___ Dataset excerpts ___
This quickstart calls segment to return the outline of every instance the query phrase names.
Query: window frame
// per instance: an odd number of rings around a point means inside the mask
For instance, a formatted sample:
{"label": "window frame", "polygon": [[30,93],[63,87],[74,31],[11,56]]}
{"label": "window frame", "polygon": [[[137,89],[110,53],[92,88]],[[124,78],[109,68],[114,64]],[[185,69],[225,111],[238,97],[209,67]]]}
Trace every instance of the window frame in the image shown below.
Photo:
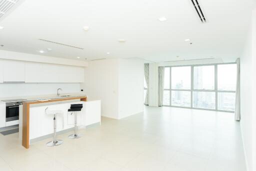
{"label": "window frame", "polygon": [[[218,63],[218,64],[189,64],[189,65],[184,65],[184,66],[165,66],[165,68],[170,68],[170,89],[164,88],[164,90],[168,90],[170,92],[170,105],[163,105],[165,106],[170,106],[174,108],[194,108],[206,110],[213,110],[213,111],[218,111],[218,112],[234,112],[234,111],[232,110],[221,110],[218,109],[218,92],[233,92],[236,93],[236,91],[234,90],[219,90],[218,88],[218,66],[221,64],[236,64],[236,62],[228,62],[228,63]],[[214,66],[214,90],[198,90],[194,89],[194,66]],[[190,72],[190,80],[191,85],[190,90],[182,90],[182,89],[172,89],[172,68],[174,67],[181,67],[181,66],[191,66],[191,72]],[[188,91],[190,92],[190,107],[186,106],[172,106],[172,91]],[[215,92],[215,109],[210,108],[199,108],[193,107],[193,92]]]}

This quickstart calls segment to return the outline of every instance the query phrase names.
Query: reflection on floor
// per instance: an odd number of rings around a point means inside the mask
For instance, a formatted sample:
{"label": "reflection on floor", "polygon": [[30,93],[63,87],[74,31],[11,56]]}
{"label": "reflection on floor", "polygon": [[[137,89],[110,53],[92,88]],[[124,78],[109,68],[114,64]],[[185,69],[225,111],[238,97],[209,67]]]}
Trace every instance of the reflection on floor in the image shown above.
{"label": "reflection on floor", "polygon": [[162,107],[121,120],[102,118],[82,137],[26,150],[18,134],[0,134],[0,170],[244,171],[239,122],[234,114]]}

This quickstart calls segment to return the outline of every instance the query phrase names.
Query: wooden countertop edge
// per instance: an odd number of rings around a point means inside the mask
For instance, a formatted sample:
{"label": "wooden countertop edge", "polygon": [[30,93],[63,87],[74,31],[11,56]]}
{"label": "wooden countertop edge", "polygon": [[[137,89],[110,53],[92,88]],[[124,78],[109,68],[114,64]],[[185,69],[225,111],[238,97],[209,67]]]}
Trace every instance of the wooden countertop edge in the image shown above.
{"label": "wooden countertop edge", "polygon": [[78,96],[75,97],[66,97],[63,98],[54,98],[50,100],[47,101],[38,101],[38,100],[32,100],[32,101],[26,101],[24,102],[22,104],[42,104],[46,102],[60,102],[60,101],[64,101],[64,100],[69,100],[75,99],[81,99],[82,101],[86,101],[87,96]]}
{"label": "wooden countertop edge", "polygon": [[87,96],[82,96],[75,97],[66,97],[60,98],[54,98],[48,101],[27,101],[23,103],[22,115],[22,146],[26,148],[30,148],[30,106],[32,104],[42,104],[59,101],[64,101],[74,99],[80,99],[81,101],[87,101]]}

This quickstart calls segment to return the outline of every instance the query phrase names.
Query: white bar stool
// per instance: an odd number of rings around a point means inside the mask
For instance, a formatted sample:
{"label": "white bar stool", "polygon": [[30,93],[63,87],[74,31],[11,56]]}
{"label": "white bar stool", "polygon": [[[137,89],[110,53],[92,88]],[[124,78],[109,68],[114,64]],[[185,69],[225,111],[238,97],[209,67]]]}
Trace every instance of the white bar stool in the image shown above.
{"label": "white bar stool", "polygon": [[54,115],[54,140],[47,142],[46,145],[48,146],[53,146],[60,145],[63,143],[63,140],[56,140],[56,114],[63,115],[63,112],[58,110],[48,110],[48,108],[46,108],[45,110],[45,112],[46,114]]}
{"label": "white bar stool", "polygon": [[[68,136],[68,138],[71,139],[79,138],[81,137],[80,135],[79,135],[77,133],[77,117],[76,117],[76,112],[81,111],[82,108],[82,104],[72,104],[70,105],[70,108],[68,110],[68,112],[74,112],[74,134],[72,134]],[[72,114],[72,113],[71,114]]]}

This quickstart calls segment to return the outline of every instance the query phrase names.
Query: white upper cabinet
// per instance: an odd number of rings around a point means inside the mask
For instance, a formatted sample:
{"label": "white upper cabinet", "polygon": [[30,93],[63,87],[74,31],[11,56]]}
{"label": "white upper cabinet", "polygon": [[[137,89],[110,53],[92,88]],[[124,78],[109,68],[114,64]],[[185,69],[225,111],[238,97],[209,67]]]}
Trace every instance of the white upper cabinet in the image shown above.
{"label": "white upper cabinet", "polygon": [[84,82],[81,67],[38,63],[26,63],[26,82]]}
{"label": "white upper cabinet", "polygon": [[4,82],[25,82],[24,62],[4,60],[3,65]]}
{"label": "white upper cabinet", "polygon": [[0,83],[4,82],[4,64],[2,61],[0,60]]}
___
**Description of the task**. In this exercise, set down all of the data exactly, without the pictures.

**Task solution**.
This quickstart calls segment to return the outline of every instance the query phrase names.
Query: window frame
// per instance: an odd number of rings around a point means inside the mask
For instance, a formatted sample:
{"label": "window frame", "polygon": [[30,93],[63,87],[74,31],[11,56]]}
{"label": "window frame", "polygon": [[[137,89],[110,53],[92,88]],[[124,78],[109,68],[114,64]],[[185,69],[225,111],[238,97],[209,67]]]}
Trace every instance of the window frame in the image shown below.
Photo:
{"label": "window frame", "polygon": [[[218,63],[218,64],[189,64],[189,65],[184,65],[184,66],[165,66],[165,68],[170,68],[170,89],[164,88],[164,90],[168,90],[170,92],[170,105],[163,105],[165,106],[170,106],[174,108],[194,108],[206,110],[213,110],[213,111],[218,111],[218,112],[234,112],[234,111],[232,110],[221,110],[218,109],[218,92],[233,92],[236,93],[236,91],[234,90],[219,90],[218,88],[218,66],[221,64],[236,64],[236,62],[228,62],[228,63]],[[214,66],[214,90],[198,90],[194,89],[194,66]],[[190,72],[190,80],[191,85],[190,90],[182,90],[182,89],[172,89],[172,68],[174,67],[181,67],[181,66],[191,66],[191,72]],[[188,91],[190,92],[190,107],[186,106],[172,106],[172,91]],[[215,92],[215,109],[210,108],[199,108],[193,107],[193,92]]]}

This quickstart calls segment to return the outline of every instance the query phrase names.
Query: reflection on floor
// per instance: an odd number of rings around a point means inside the mask
For instance, a formatted sample:
{"label": "reflection on floor", "polygon": [[30,93],[63,87],[74,31],[11,56]]}
{"label": "reflection on floor", "polygon": [[[137,89],[110,53],[92,88]],[[124,78],[109,68],[114,64]],[[185,69],[225,111],[238,97],[209,67]]]}
Trace every instance of the reflection on floor in the image shown above.
{"label": "reflection on floor", "polygon": [[162,107],[121,120],[102,118],[82,137],[26,150],[18,134],[0,134],[0,170],[244,171],[239,122],[234,114]]}

This quickstart calls segment to return the outline of every instance the query phrase names.
Query: wooden countertop edge
// per instance: an odd number of rings around a point means inside the mask
For instance, a formatted sample:
{"label": "wooden countertop edge", "polygon": [[30,93],[63,87],[74,31],[11,56]]}
{"label": "wooden countertop edge", "polygon": [[[137,89],[110,53],[92,88]],[[124,78],[109,68],[114,64]],[[185,69],[225,111],[238,97],[209,67]]]}
Trace every instance of the wooden countertop edge in the image shown above.
{"label": "wooden countertop edge", "polygon": [[78,96],[75,97],[66,97],[63,98],[54,98],[50,100],[47,101],[38,101],[38,100],[32,100],[32,101],[26,101],[24,102],[22,104],[42,104],[46,102],[60,102],[60,101],[64,101],[64,100],[69,100],[75,99],[81,99],[82,101],[86,101],[87,96]]}
{"label": "wooden countertop edge", "polygon": [[87,96],[82,96],[75,97],[66,97],[60,98],[54,98],[48,101],[27,101],[23,103],[22,115],[22,146],[26,148],[30,148],[30,106],[32,104],[42,104],[59,101],[64,101],[74,99],[80,99],[81,101],[87,101]]}

This quickstart calls segment to return the outline of every instance the query phrase names.
Query: white bar stool
// per instance: an odd number of rings around a point means inside the mask
For instance, a formatted sample:
{"label": "white bar stool", "polygon": [[30,93],[63,87],[74,31],[11,56]]}
{"label": "white bar stool", "polygon": [[[137,89],[110,53],[92,88]],[[124,78],[109,68],[114,64]],[[185,69],[225,111],[238,97],[209,67]]]}
Trace every instance of the white bar stool in the image shown above.
{"label": "white bar stool", "polygon": [[54,115],[54,140],[47,142],[46,145],[48,146],[53,146],[60,145],[63,143],[63,140],[56,140],[56,114],[63,115],[63,112],[58,110],[48,110],[48,108],[46,108],[45,110],[45,112],[46,114]]}
{"label": "white bar stool", "polygon": [[[68,136],[68,138],[71,139],[79,138],[81,137],[80,135],[79,135],[77,133],[77,117],[76,117],[76,112],[81,111],[82,108],[82,104],[72,104],[70,105],[70,108],[68,110],[68,112],[74,112],[74,134],[72,134]],[[72,114],[72,113],[71,114]]]}

This quickstart calls segment to return the outline of every instance the query phrase names.
Query: white upper cabinet
// per instance: an odd number of rings around a point means inside the mask
For instance, a formatted sample:
{"label": "white upper cabinet", "polygon": [[30,93],[63,87],[74,31],[11,56]]}
{"label": "white upper cabinet", "polygon": [[[137,89],[110,53],[92,88]],[[124,78],[109,68],[114,64]],[[185,69],[225,111],[238,97],[209,67]]]}
Trace every instance of the white upper cabinet in the image shown above.
{"label": "white upper cabinet", "polygon": [[84,82],[81,67],[38,63],[26,63],[26,82]]}
{"label": "white upper cabinet", "polygon": [[4,82],[25,82],[24,62],[4,60],[3,65]]}
{"label": "white upper cabinet", "polygon": [[0,83],[4,82],[4,64],[2,61],[0,60]]}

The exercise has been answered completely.